# Task goal:
Without including any images, reproduce each entry exactly.

# Information shown:
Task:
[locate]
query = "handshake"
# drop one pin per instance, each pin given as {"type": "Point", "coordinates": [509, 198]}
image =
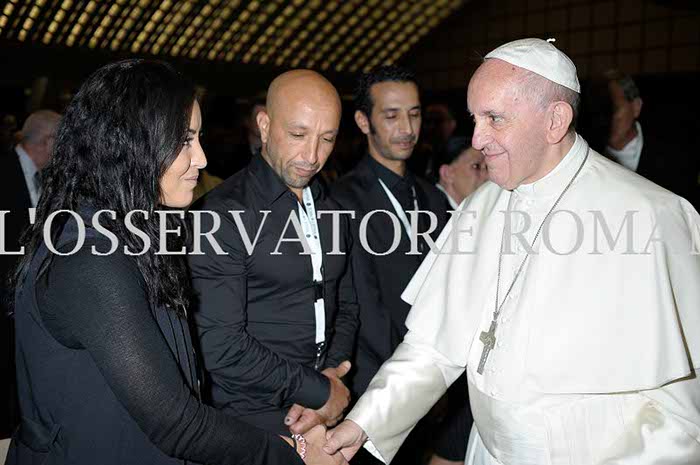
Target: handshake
{"type": "Point", "coordinates": [321, 446]}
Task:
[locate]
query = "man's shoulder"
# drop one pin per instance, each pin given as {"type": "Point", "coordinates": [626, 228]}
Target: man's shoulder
{"type": "Point", "coordinates": [350, 189]}
{"type": "Point", "coordinates": [430, 190]}
{"type": "Point", "coordinates": [237, 192]}
{"type": "Point", "coordinates": [625, 188]}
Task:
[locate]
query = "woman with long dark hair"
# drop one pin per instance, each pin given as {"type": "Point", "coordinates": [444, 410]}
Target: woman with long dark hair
{"type": "Point", "coordinates": [106, 368]}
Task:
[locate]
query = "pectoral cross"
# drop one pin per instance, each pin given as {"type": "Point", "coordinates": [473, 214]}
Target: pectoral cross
{"type": "Point", "coordinates": [489, 341]}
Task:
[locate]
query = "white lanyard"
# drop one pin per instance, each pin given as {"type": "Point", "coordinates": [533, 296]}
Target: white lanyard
{"type": "Point", "coordinates": [399, 209]}
{"type": "Point", "coordinates": [310, 227]}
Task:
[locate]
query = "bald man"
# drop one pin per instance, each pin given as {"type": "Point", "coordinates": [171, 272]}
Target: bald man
{"type": "Point", "coordinates": [19, 190]}
{"type": "Point", "coordinates": [277, 312]}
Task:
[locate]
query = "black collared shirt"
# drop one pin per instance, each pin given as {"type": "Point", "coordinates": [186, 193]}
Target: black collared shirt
{"type": "Point", "coordinates": [255, 315]}
{"type": "Point", "coordinates": [403, 187]}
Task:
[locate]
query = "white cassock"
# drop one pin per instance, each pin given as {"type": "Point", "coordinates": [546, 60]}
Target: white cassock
{"type": "Point", "coordinates": [596, 349]}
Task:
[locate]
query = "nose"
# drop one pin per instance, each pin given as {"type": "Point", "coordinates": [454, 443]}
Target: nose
{"type": "Point", "coordinates": [310, 154]}
{"type": "Point", "coordinates": [199, 159]}
{"type": "Point", "coordinates": [406, 125]}
{"type": "Point", "coordinates": [481, 137]}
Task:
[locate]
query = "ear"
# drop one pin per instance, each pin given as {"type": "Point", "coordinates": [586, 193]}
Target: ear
{"type": "Point", "coordinates": [362, 121]}
{"type": "Point", "coordinates": [263, 120]}
{"type": "Point", "coordinates": [637, 107]}
{"type": "Point", "coordinates": [559, 118]}
{"type": "Point", "coordinates": [445, 173]}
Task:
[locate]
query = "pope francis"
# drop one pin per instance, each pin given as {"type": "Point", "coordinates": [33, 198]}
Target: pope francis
{"type": "Point", "coordinates": [568, 289]}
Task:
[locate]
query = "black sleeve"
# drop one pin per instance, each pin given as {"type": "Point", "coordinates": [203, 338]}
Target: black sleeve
{"type": "Point", "coordinates": [234, 359]}
{"type": "Point", "coordinates": [452, 434]}
{"type": "Point", "coordinates": [347, 321]}
{"type": "Point", "coordinates": [99, 304]}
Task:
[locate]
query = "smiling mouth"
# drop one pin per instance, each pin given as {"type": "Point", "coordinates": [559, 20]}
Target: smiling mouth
{"type": "Point", "coordinates": [304, 171]}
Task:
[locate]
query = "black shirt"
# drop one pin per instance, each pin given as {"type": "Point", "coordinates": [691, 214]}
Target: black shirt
{"type": "Point", "coordinates": [98, 306]}
{"type": "Point", "coordinates": [255, 316]}
{"type": "Point", "coordinates": [380, 272]}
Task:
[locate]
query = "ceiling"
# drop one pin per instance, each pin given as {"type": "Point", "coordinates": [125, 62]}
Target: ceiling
{"type": "Point", "coordinates": [340, 36]}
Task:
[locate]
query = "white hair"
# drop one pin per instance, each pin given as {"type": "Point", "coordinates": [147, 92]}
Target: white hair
{"type": "Point", "coordinates": [39, 124]}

# Answer for the task:
Task:
[locate]
query = "handshake"
# drop one pin per instance, each pin given as {"type": "Point", "coordinates": [509, 198]}
image =
Target: handshake
{"type": "Point", "coordinates": [321, 446]}
Task:
[locate]
query = "man's shoulder"
# drop one pin per instance, each pin given as {"type": "Point", "coordinates": [626, 228]}
Target: man's shoulder
{"type": "Point", "coordinates": [350, 189]}
{"type": "Point", "coordinates": [430, 190]}
{"type": "Point", "coordinates": [237, 192]}
{"type": "Point", "coordinates": [625, 188]}
Task:
[locate]
query = "woman with long dark hair"
# drop one pin per instance, each pin given as {"type": "Point", "coordinates": [444, 410]}
Target: woman with long dark hair
{"type": "Point", "coordinates": [106, 368]}
Task:
[locate]
query = "pectoral cross"
# drop one pin per instance, each pin given as {"type": "Point", "coordinates": [473, 214]}
Target: pectoral cross
{"type": "Point", "coordinates": [489, 341]}
Task:
[locate]
query = "white lanyard"
# drop one pin per instance, each pin given as {"type": "Point", "coordinates": [533, 296]}
Target: white lanyard
{"type": "Point", "coordinates": [399, 209]}
{"type": "Point", "coordinates": [310, 227]}
Task:
[locate]
query = "bald man"
# drop one pin per instance, each pin given as {"type": "Point", "coordinates": [171, 272]}
Target: bald man
{"type": "Point", "coordinates": [19, 190]}
{"type": "Point", "coordinates": [277, 312]}
Task:
[locate]
query = "black collared shirt"
# drop one pin per instance, each pin given as {"type": "Point", "coordinates": [186, 193]}
Target: black collared shirt
{"type": "Point", "coordinates": [255, 315]}
{"type": "Point", "coordinates": [403, 187]}
Task:
[locate]
query = "white cassock"
# drop one pin per instance, each pin given as {"type": "Point", "coordinates": [546, 60]}
Target: white cassock
{"type": "Point", "coordinates": [596, 349]}
Task:
[locate]
query = "nose"
# drop one pin per instance, each pin given as {"type": "Point", "coordinates": [454, 443]}
Target: nose
{"type": "Point", "coordinates": [310, 154]}
{"type": "Point", "coordinates": [199, 159]}
{"type": "Point", "coordinates": [406, 125]}
{"type": "Point", "coordinates": [481, 137]}
Task:
[locate]
query = "ear"
# drop one pin per instance, each pin given as {"type": "Point", "coordinates": [586, 193]}
Target: ear
{"type": "Point", "coordinates": [362, 121]}
{"type": "Point", "coordinates": [263, 120]}
{"type": "Point", "coordinates": [637, 107]}
{"type": "Point", "coordinates": [559, 118]}
{"type": "Point", "coordinates": [445, 173]}
Task:
[locate]
query = "pope francis"
# drop one pin per instance, each pin given as {"type": "Point", "coordinates": [33, 198]}
Target: pope francis
{"type": "Point", "coordinates": [568, 289]}
Task:
[locate]
query = "black sleeve"
# drop one pin per instance, each pin given as {"type": "Point", "coordinates": [203, 338]}
Target: black sleeve
{"type": "Point", "coordinates": [234, 359]}
{"type": "Point", "coordinates": [452, 434]}
{"type": "Point", "coordinates": [347, 321]}
{"type": "Point", "coordinates": [99, 304]}
Task:
[locate]
query = "smiling mouth"
# drop one pin per instance, each pin given as {"type": "Point", "coordinates": [559, 20]}
Target: smiling mouth
{"type": "Point", "coordinates": [304, 171]}
Task:
[locate]
query = "black shirt"
# drop one pin per instance, each pin given as {"type": "Point", "coordinates": [691, 214]}
Target: black shirt
{"type": "Point", "coordinates": [98, 306]}
{"type": "Point", "coordinates": [255, 316]}
{"type": "Point", "coordinates": [380, 272]}
Task:
[locate]
query = "ceiling"
# drop one pin per instance, each pin given as {"type": "Point", "coordinates": [125, 62]}
Target: ceiling
{"type": "Point", "coordinates": [340, 36]}
Task:
[locate]
query = "white hair"
# drop one pin per instance, each pin given as {"type": "Point", "coordinates": [147, 92]}
Target: white hair
{"type": "Point", "coordinates": [39, 124]}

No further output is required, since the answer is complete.